Exercise requirements: Starting at the beginning of the entries and ending at the line that contains "xmin=332 ymin=0 xmax=519 ymax=53", both included, write out those lines alone again, with the requests unchanged. Scale every bounding-box coordinate in the answers by 1.35 and round each result to a whole number, with halves rounded up.

Entries:
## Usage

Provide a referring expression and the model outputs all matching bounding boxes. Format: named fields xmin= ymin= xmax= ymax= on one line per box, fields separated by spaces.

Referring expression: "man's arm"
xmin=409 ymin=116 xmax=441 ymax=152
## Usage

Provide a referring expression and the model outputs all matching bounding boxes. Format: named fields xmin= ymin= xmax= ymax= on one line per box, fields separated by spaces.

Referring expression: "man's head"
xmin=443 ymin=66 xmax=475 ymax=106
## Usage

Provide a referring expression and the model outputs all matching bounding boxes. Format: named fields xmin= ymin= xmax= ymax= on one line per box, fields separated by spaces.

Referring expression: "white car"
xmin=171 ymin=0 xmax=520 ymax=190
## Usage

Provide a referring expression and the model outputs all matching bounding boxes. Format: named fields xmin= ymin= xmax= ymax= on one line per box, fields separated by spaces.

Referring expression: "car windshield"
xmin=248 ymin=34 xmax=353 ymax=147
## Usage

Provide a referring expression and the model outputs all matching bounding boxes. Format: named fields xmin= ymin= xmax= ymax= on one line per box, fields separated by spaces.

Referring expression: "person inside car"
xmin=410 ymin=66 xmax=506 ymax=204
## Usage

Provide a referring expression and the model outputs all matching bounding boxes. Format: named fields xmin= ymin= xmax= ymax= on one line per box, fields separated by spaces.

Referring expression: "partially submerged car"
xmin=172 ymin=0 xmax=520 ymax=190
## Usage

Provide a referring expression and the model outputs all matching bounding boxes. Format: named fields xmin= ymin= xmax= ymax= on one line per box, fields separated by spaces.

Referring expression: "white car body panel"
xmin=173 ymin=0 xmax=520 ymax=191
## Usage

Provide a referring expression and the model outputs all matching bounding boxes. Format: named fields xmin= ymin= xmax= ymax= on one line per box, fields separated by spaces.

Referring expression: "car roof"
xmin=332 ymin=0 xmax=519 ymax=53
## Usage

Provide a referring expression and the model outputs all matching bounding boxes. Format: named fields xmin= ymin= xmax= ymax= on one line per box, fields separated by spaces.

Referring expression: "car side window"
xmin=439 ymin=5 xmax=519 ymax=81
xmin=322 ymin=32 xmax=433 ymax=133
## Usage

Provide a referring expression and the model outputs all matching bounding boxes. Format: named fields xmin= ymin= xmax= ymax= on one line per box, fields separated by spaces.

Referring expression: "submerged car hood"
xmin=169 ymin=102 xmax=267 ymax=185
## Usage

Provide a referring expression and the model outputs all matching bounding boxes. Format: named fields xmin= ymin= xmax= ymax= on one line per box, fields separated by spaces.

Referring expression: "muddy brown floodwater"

Answer for this exercise:
## Usage

Provide a referring expression and the model outputs all matching bounding boxes. Format: named fields xmin= ymin= xmax= ymax= on one line per box, fields separated by spaces.

Referring expression: "man's arm"
xmin=552 ymin=157 xmax=595 ymax=205
## Usage

Provide a referring expression and the model outputs all matching bounding boxes. Format: named fields xmin= ymin= xmax= ymax= on one line per box, fields separated by spaces.

Referring expression: "man's head"
xmin=598 ymin=89 xmax=641 ymax=143
## Usage

Provide a referring expression and the model outputs all matching bounding boxes. Format: named fields xmin= ymin= xmax= ymax= on one line per box, fields separated by spaces.

Referring expression: "white car"
xmin=231 ymin=0 xmax=702 ymax=257
## Usage

Provide a referring expression and the model outputs all matching bounding boxes. Format: named fields xmin= ymin= xmax= ymax= on one line per box, fields separated by spaces.

Referring expression: "car windshield"
xmin=335 ymin=46 xmax=477 ymax=198
## Usage

Provide a referring expression and the model outputs all matching bounding boxes. Format: named fields xmin= ymin= xmax= ymax= on one line per box, fields separated by spaces.

Referring expression: "person inside car"
xmin=554 ymin=89 xmax=683 ymax=275
## Usage

Provide a referring expression and the model outputs all matching bounding boxes. Format: named fields xmin= ymin= xmax= ymax= on one line per box, fields separated by spaces.

Referring expression: "partially submerged car"
xmin=232 ymin=0 xmax=702 ymax=257
## Usage

Provide a referring expression and the model outputs all matching bounding boxes. Format: named fields xmin= ymin= xmax= ymax= on one line per box, fields separated by spaces.

Referring expression: "white car body panel"
xmin=234 ymin=0 xmax=702 ymax=258
## Usage

Provide a referring expression and the model outputs all matching bounding boxes. Format: named fields xmin= ymin= xmax= ymax= on one line per box, fields separated by spaces.

Referring expression: "car roof"
xmin=448 ymin=0 xmax=701 ymax=72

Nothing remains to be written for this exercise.